#### [What the task requires]
Answer these questions about the patch message below:
1. On what date was the message sent?
2. What upstream commit does the patch correspond to?
3. What had the GuC load been hacked to never do?

── Passage given

[PATCH AUTOSEL 6.17-6.12] drm/xe/guc: Return an error code if the GuC load fails

Intel-XE Archive on lore.kernel.org
 help / color / mirror / Atom feed

From: Sasha Levin <sashal@kernel.org>
To: patches@lists.linux.dev, stable@vger.kernel.org
Cc: John Harrison <John.C.Harrison@Intel.com>,
	Rodrigo Vivi <rodrigo.vivi@intel.com>,
	Matt Atwood <matthew.s.atwood@intel.com>,
	Sasha Levin <sashal@kernel.org>,
	lucas.demarchi@intel.com, thomas.hellstrom@linux.intel.com,
	intel-xe@lists.freedesktop.org
Subject: [PATCH AUTOSEL 6.17-6.12] drm/xe/guc: Return an error code if the GuC load fails
Date: Sat, 25 Oct 2025 11:59:31 -0400	[thread overview]
Message-ID: <20251025160905.3857885-340-sashal@kernel.org> (raw)
In-Reply-To: <20251025160905.3857885-1-sashal@kernel.org>

From: John Harrison <John.C.Harrison@Intel.com>

[ Upstream commit 3b09b11805bfee32d5a0000f5ede42c07237a6c4 ]

Due to multiple explosion issues in the early days of the Xe driver,
the GuC load was hacked to never return a failure. That prevented
kernel panics and such initially, but now all it achieves is creating
more confusing errors when the driver tries to submit commands to a
GuC it already knows is not there. So fix that up.

────
── Given information

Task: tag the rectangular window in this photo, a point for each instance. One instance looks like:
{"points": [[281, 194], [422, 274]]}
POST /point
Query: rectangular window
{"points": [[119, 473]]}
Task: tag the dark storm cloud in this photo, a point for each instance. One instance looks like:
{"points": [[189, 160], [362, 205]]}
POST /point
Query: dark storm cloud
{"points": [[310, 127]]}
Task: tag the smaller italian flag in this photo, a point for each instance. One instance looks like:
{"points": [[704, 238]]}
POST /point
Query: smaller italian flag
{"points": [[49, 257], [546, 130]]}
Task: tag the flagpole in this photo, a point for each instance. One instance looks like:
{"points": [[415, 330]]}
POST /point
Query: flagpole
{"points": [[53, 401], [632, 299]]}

────

#### [Output of the task]
1. Saturday, October 25, 2025.
2. Upstream commit 3b09b11805bfee32d5a0000f5ede42c07237a6c4.
3. It had been hacked to never return a failure.